* _Objectif 1_
Recopiez mot pour mot le passage sur la parole et la poésie, de « Parole et communication » jusqu'à « de ces vérités. ».
* _Objectif 2_
D'après le passage sur la parole et la poésie, que la poésie continue-t-elle imperturbablement à produire ?

241158

Ok

En poursuivant votre navigation sur ce site, vous acceptez l'utilisation de cookies. Ces derniers assurent le bon fonctionnement de nos services. En savoir plus.

11/12/2019

Parole et communication : "A quoi bon encore des poètes ?", de Christian Prigent, P.O.L., mars 1996

Nous sommes des êtres parlants. Le parlant n'est pas seulement le communiquant. La parole, ce n'est pas que ce bruitage qui sous-titre d'un murmure anodin l'arrogance des images. Parler, ça n'est pas qu'échanger des informations dans un espéranto cathodique monomane où la complexité des pensées et l'obscure violence du monde s'estompent dans des clichés infiniment repris et désespérément interchangeables. Je dirais que le "travail de la langue" que continue imperturbablement à produire la poésie est d'abord un rappel discret de ces vérités.

Enregistrements d'une collection

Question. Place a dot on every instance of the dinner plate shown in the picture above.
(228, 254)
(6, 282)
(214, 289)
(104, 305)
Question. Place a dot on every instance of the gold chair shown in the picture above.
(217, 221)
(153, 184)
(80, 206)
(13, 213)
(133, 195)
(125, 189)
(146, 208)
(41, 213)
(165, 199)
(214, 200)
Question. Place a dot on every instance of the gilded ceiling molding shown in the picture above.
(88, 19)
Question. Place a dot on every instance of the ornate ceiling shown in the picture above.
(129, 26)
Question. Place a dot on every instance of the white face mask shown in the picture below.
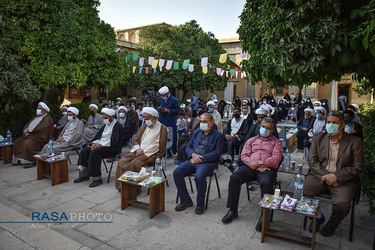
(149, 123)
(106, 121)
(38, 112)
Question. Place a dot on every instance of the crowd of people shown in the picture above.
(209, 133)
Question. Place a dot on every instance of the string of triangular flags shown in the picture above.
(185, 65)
--
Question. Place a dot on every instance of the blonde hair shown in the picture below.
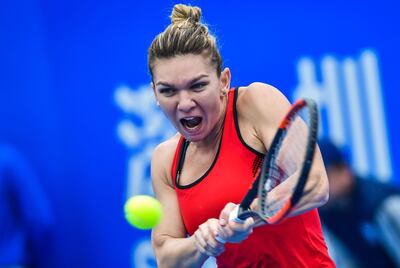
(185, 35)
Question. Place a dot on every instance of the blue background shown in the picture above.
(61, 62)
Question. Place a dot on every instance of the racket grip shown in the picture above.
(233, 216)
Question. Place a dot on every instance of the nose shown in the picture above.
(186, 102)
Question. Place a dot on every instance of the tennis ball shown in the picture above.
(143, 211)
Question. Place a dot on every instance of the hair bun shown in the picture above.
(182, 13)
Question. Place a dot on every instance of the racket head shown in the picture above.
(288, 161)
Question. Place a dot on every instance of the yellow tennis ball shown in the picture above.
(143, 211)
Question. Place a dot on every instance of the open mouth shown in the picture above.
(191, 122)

* _Résultat 1_
Parole et communication : "A quoi bon encore des poètes ?", de Christian Prigent, P.O.L., mars 1996

Nous sommes des êtres parlants. Le parlant n'est pas seulement le communiquant. La parole, ce n'est pas que ce bruitage qui sous-titre d'un murmure anodin l'arrogance des images. Parler, ça n'est pas qu'échanger des informations dans un espéranto cathodique monomane où la complexité des pensées et l'obscure violence du monde s'estompent dans des clichés infiniment repris et désespérément interchangeables. Je dirais que le "travail de la langue" que continue imperturbablement à produire la poésie est d'abord un rappel discret de ces vérités.

* _Résultat 2_
Le « travail de la langue ».